SUPPLIED TEXT:
%%

Creamy Bacon Chicken

These Creamy Bacon Chicken Breasts are dreamy, ultra creamy, quick and easy. Better still, it's all made in one pan!
Prep Time15 minutes
Cook Time20 minutes
Total Time35 minutes
Course: Dinner, Main Course
Cuisine: Western
Servings: 4
Cost: £2 / $2.50

Equipment

  • Sharp Knife & Chopping Board
  • Large Shallow Dish (for dredging chicken in flour)
  • Large Pan & Tongs
  • Wooden Spoon
  • Jug (for stock & Cream)

Ingredients

Chicken

  • 2x 250g/9oz Chicken Breasts, brought close to room temp
  • 35g / 1/4 cup Plain Flour
  • 1 tsp Salt, plus more to taste if needed
  • 1 tsp Black Pepper, plus more to taste if needed
  • 1 tbsp Butter

Sauce

  • 150g / 5oz Streaky Bacon, chopped (preferably thick-cut)
  • 2 small Shallots, finely diced
  • 2 cloves of Garlic, finely diced
  • 180ml / 3/4 cup Chicken Stock
  • 180ml / 3/4 cup Double/Heavy Cream
  • 20g / 1/4 cup freshly grated Parmesan
  • 2-3 sprigs of Fresh Thyme
  • 1/2 - 1 tsp Fresh Lemon Juice (see notes)

Instructions

  • Add the bacon to a large pan over medium heat and fry until crispy with the fat rendered down (start with a dash of oil if needed). Remove the bacon and place to one side, leaving 1 tbsp fat behind (just eyeball it - top up with oil if needed).
  • Butterfly your chicken breasts right through the centre to make 4 even-sized breasts. In a large shallow dish, combine the flour, salt and pepper. One by one take a cutlet, coat it in the flour, give it a shake then place to one side.

%%

AVAILABLE DATA:
%%

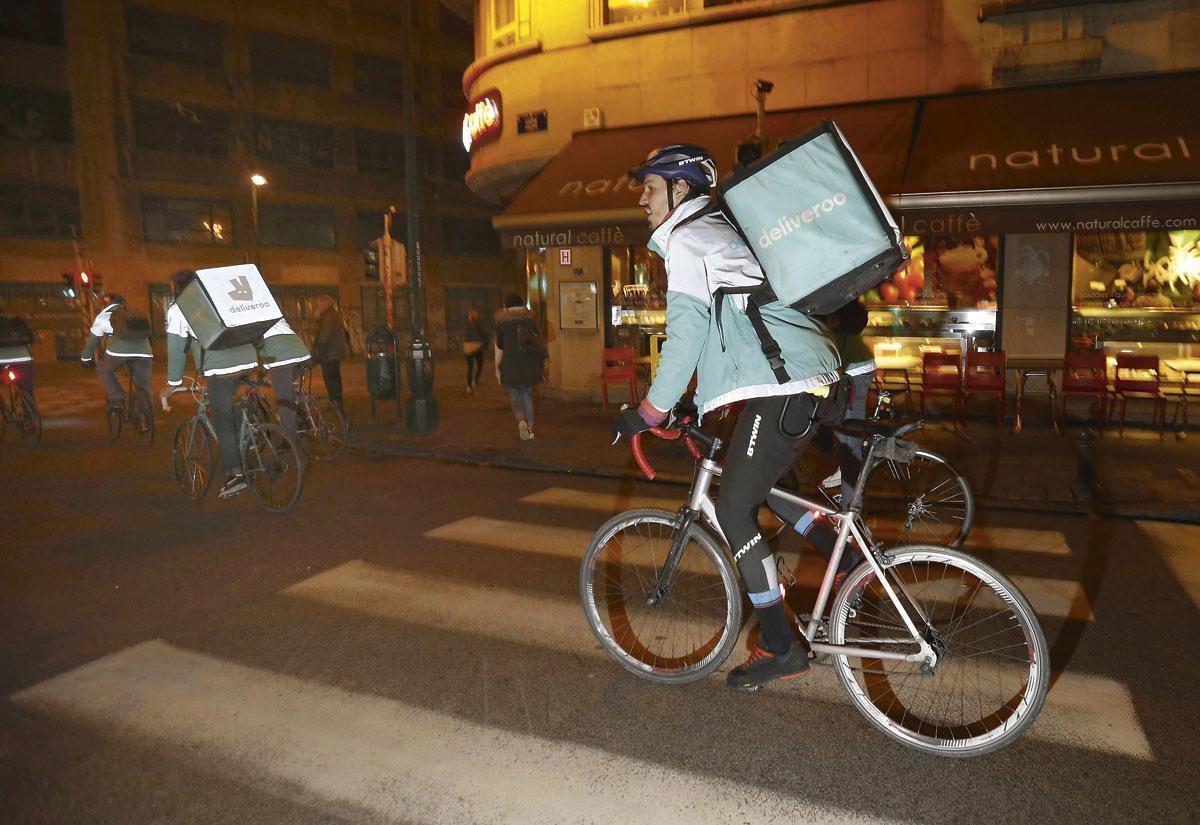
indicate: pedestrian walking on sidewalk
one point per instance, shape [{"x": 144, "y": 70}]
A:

%%

WHAT TO WORK ON:
1. In the creamy bacon chicken recipe, how much fat should remain in the pan after the bacon is removed?
2. From the creamy bacon chicken recipe, write out verbatim the part that begins with the words containing "Prep Time15 minutes" and ends with "chicken in flour)".

SOLUTIONS TO THE EXERCISE:
1. 1 tbsp of fat.

2.
Prep Time15 minutes
Cook Time20 minutes
Total Time35 minutes
Course: Dinner, Main Course
Cuisine: Western
Servings: 4
Cost: £2 / $2.50

Equipment

  • Sharp Knife & Chopping Board
  • Large Shallow Dish (for dredging chicken in flour)